### Input material

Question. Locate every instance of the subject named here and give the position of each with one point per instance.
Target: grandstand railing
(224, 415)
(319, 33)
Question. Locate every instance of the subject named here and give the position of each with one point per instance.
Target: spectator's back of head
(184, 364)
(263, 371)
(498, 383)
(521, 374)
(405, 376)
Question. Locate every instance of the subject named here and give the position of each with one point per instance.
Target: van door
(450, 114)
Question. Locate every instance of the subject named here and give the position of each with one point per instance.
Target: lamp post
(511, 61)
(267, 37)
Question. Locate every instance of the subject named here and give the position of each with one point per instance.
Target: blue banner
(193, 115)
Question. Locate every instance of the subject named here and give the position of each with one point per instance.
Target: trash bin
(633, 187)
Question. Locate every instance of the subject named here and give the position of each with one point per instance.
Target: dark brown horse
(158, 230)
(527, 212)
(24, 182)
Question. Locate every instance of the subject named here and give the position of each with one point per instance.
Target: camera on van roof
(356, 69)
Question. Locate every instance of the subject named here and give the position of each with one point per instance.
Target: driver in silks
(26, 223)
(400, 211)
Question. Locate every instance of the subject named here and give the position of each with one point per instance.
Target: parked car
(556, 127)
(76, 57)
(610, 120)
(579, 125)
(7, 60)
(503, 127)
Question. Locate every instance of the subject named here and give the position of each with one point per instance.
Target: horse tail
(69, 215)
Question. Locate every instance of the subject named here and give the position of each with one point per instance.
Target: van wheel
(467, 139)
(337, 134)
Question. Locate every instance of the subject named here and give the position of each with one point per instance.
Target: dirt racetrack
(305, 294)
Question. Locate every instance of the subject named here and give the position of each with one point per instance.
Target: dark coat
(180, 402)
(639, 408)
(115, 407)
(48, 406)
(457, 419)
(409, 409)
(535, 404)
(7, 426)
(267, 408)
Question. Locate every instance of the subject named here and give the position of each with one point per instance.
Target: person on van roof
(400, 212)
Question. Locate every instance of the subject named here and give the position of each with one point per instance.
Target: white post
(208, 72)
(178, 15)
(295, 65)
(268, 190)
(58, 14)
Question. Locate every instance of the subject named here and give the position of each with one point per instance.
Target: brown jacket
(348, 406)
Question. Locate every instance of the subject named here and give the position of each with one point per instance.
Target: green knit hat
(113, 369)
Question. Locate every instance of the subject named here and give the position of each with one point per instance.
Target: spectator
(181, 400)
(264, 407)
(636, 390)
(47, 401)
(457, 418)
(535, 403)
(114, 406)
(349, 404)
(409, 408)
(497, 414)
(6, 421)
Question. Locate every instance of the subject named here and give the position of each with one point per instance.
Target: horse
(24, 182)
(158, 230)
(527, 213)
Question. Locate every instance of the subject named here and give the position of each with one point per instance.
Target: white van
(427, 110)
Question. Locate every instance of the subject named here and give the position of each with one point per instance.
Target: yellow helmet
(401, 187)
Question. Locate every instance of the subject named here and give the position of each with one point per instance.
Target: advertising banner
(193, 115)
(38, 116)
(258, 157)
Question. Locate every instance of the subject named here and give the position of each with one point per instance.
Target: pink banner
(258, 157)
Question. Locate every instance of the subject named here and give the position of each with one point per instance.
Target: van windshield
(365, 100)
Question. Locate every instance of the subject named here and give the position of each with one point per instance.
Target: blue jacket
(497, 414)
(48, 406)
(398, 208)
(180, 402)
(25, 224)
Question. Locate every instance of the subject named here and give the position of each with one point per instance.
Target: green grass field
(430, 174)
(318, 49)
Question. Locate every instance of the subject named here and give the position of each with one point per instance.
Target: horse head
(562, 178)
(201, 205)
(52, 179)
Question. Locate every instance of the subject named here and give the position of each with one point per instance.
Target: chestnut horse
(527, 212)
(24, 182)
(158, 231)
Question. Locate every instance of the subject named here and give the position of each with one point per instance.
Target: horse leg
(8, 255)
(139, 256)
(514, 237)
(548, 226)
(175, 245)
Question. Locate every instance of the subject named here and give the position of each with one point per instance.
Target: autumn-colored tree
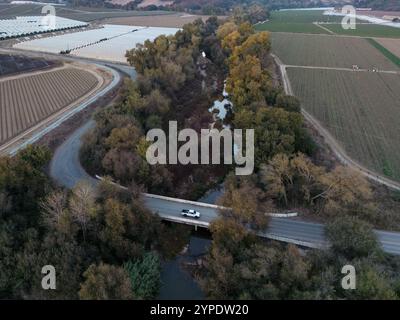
(144, 275)
(245, 202)
(247, 82)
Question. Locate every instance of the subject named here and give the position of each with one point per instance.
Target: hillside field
(302, 21)
(328, 51)
(360, 109)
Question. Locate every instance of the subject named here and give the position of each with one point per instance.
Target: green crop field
(329, 51)
(360, 109)
(296, 21)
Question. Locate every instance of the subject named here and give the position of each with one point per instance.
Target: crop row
(26, 101)
(360, 109)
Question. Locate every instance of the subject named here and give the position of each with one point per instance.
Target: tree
(54, 210)
(144, 275)
(289, 103)
(105, 282)
(247, 82)
(245, 202)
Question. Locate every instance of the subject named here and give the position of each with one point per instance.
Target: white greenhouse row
(108, 43)
(29, 25)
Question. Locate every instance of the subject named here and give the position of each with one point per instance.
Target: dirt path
(341, 69)
(331, 141)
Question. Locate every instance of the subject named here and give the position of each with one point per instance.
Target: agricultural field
(393, 45)
(86, 14)
(14, 64)
(365, 30)
(328, 51)
(26, 100)
(360, 109)
(297, 21)
(176, 20)
(107, 43)
(304, 21)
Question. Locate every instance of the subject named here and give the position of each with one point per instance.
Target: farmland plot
(360, 109)
(328, 51)
(393, 45)
(26, 101)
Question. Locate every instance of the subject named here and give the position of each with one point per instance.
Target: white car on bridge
(190, 213)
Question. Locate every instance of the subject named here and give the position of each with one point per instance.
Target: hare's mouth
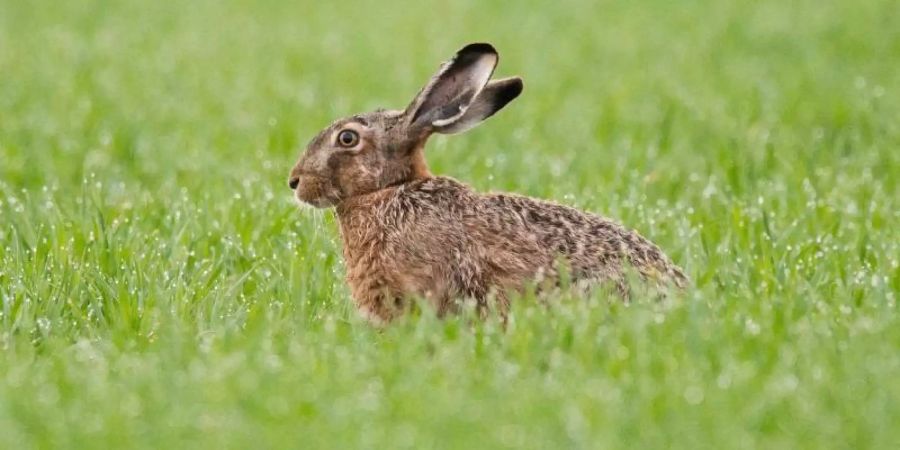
(315, 191)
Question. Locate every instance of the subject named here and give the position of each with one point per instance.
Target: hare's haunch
(408, 233)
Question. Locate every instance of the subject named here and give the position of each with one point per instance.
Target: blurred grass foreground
(161, 290)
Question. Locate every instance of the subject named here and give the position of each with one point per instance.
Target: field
(161, 289)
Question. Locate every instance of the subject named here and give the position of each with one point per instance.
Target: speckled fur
(407, 233)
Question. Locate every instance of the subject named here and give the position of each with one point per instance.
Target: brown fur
(408, 233)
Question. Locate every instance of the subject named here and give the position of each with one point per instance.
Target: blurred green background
(160, 288)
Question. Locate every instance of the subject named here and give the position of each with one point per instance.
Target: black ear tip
(477, 48)
(511, 88)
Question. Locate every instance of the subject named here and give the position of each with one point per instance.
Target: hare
(407, 233)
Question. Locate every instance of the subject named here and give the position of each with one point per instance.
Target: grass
(160, 289)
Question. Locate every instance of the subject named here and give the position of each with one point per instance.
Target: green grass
(160, 289)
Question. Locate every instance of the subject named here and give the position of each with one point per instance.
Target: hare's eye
(348, 138)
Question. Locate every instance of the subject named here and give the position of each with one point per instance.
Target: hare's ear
(448, 95)
(492, 98)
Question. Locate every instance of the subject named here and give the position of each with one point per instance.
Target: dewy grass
(161, 289)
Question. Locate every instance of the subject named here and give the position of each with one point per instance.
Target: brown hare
(407, 233)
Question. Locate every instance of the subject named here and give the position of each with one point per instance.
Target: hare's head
(367, 152)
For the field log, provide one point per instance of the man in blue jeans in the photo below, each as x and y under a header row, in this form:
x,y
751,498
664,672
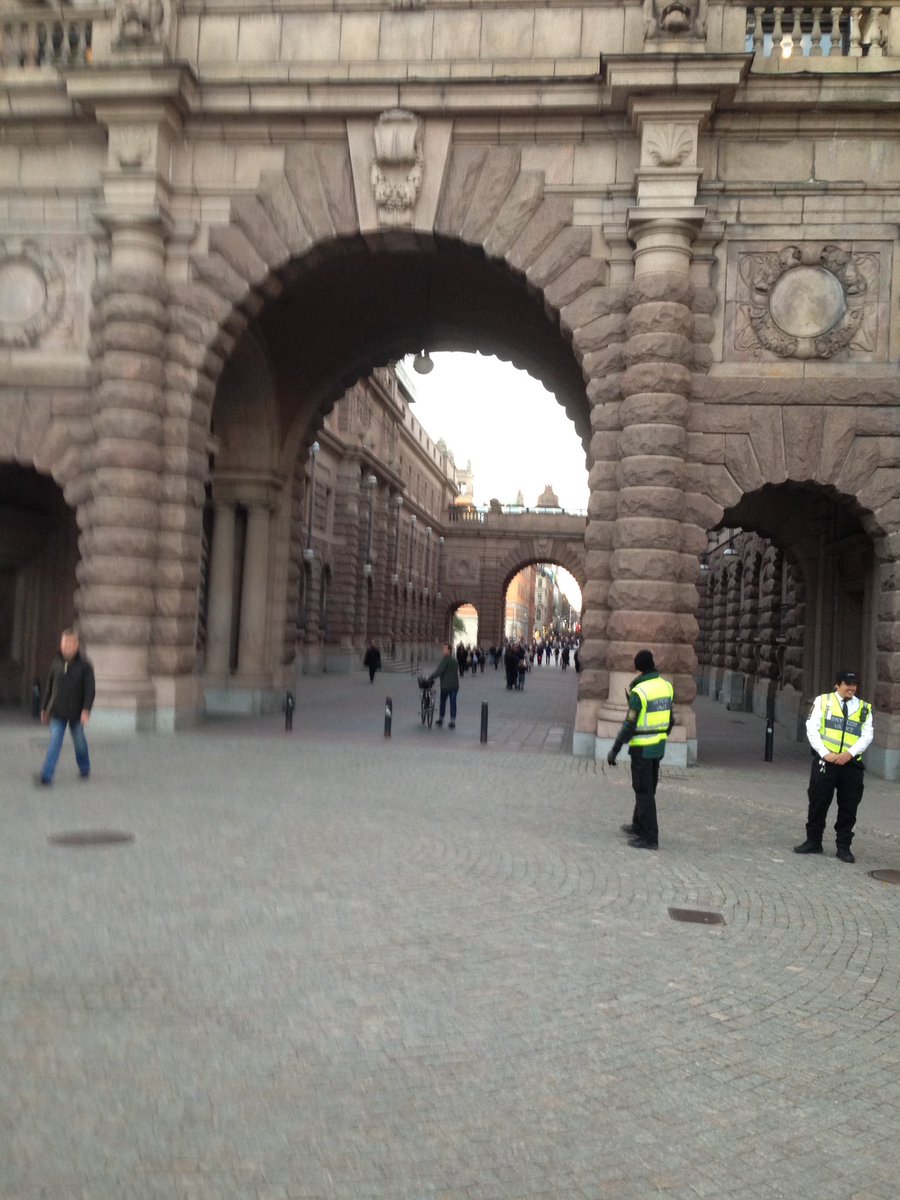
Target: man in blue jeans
x,y
67,701
448,672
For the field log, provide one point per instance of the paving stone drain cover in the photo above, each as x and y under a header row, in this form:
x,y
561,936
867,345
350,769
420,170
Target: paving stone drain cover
x,y
696,916
91,838
886,876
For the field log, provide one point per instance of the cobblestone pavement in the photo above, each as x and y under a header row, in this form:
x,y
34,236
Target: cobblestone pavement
x,y
336,967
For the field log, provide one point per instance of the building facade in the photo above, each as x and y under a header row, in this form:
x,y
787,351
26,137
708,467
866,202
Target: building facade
x,y
216,219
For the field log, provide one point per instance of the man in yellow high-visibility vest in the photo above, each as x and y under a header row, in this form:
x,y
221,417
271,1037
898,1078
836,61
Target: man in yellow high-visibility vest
x,y
646,730
839,731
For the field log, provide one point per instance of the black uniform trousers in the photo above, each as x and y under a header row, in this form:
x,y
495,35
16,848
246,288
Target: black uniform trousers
x,y
826,779
645,777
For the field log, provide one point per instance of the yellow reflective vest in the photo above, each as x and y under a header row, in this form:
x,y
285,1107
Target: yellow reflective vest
x,y
658,696
837,732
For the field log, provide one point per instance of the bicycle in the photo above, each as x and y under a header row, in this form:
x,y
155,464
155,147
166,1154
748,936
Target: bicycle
x,y
427,705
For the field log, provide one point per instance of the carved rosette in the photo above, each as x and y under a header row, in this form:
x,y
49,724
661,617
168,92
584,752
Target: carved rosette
x,y
397,168
808,303
31,293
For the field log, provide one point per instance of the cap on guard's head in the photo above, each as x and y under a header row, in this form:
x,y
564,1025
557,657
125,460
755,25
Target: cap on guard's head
x,y
643,661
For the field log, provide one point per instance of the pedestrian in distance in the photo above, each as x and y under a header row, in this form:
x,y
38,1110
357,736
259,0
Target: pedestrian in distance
x,y
66,702
372,660
646,730
839,731
448,672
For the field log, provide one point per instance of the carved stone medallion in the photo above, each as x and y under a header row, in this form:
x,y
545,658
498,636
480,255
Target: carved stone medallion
x,y
807,301
31,293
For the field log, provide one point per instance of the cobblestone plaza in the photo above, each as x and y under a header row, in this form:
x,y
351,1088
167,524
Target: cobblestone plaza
x,y
333,966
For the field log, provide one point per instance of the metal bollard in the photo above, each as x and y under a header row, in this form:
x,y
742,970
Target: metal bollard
x,y
769,727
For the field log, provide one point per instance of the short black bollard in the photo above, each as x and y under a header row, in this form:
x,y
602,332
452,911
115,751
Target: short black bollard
x,y
769,727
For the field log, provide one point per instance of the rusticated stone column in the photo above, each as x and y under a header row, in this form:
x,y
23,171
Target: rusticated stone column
x,y
255,593
221,591
118,568
655,559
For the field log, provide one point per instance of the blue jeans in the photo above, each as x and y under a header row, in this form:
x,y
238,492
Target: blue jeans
x,y
58,732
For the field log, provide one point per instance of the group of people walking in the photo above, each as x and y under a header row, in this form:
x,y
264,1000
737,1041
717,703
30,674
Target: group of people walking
x,y
839,730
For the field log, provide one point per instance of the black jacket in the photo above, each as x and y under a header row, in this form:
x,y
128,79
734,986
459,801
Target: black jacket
x,y
70,688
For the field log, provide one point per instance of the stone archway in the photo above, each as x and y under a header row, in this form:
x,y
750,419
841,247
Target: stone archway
x,y
39,557
271,274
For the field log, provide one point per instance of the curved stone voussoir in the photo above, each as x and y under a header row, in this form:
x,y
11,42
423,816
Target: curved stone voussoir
x,y
657,377
660,317
253,221
651,502
606,418
130,283
653,407
132,307
583,275
520,205
568,246
661,286
553,215
653,439
655,347
601,333
652,471
129,369
129,337
222,279
604,363
495,183
604,390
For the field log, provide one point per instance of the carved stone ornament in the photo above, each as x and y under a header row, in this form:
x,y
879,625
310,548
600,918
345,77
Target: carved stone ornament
x,y
397,168
670,145
681,18
139,23
805,304
31,293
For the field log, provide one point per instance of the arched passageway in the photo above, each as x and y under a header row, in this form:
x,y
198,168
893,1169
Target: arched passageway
x,y
789,595
312,552
39,555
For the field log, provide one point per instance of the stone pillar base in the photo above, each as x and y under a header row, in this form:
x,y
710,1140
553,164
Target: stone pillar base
x,y
179,702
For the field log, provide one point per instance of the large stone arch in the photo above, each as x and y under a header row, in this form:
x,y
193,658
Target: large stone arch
x,y
491,214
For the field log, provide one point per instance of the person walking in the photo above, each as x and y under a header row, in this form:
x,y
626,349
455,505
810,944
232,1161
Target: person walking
x,y
372,659
66,702
448,672
840,731
646,730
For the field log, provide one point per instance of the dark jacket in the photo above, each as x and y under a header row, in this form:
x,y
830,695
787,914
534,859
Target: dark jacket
x,y
70,688
448,672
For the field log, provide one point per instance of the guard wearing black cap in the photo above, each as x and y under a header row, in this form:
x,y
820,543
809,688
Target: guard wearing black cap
x,y
646,730
839,730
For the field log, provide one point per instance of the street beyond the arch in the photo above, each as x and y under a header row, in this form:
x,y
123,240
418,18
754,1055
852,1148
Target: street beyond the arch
x,y
335,966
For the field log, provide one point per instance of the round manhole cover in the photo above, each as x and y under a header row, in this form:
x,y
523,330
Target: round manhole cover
x,y
886,876
91,838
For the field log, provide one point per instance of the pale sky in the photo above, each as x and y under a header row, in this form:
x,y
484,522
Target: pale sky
x,y
514,431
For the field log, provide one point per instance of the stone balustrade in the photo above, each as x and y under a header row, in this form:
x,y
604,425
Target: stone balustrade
x,y
792,33
35,37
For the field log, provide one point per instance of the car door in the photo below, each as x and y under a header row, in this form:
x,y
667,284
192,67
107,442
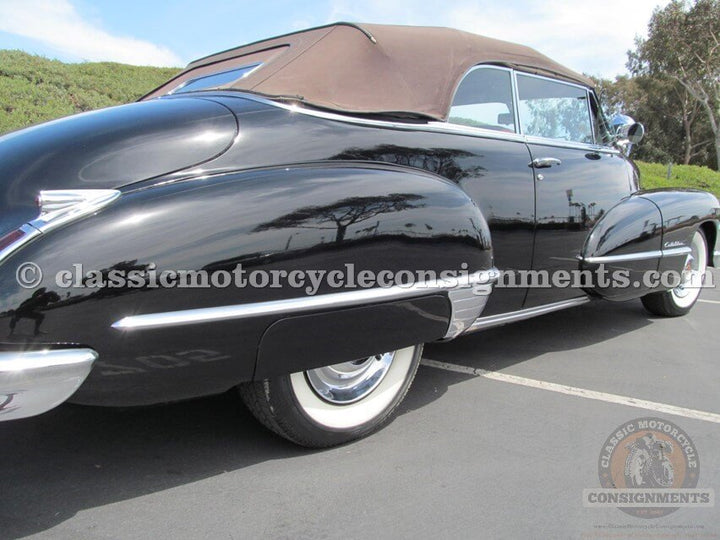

######

■ **Action item**: Lines in the data above may contain the word "below"; count them and give only the number.

■ **Output of the task**: 2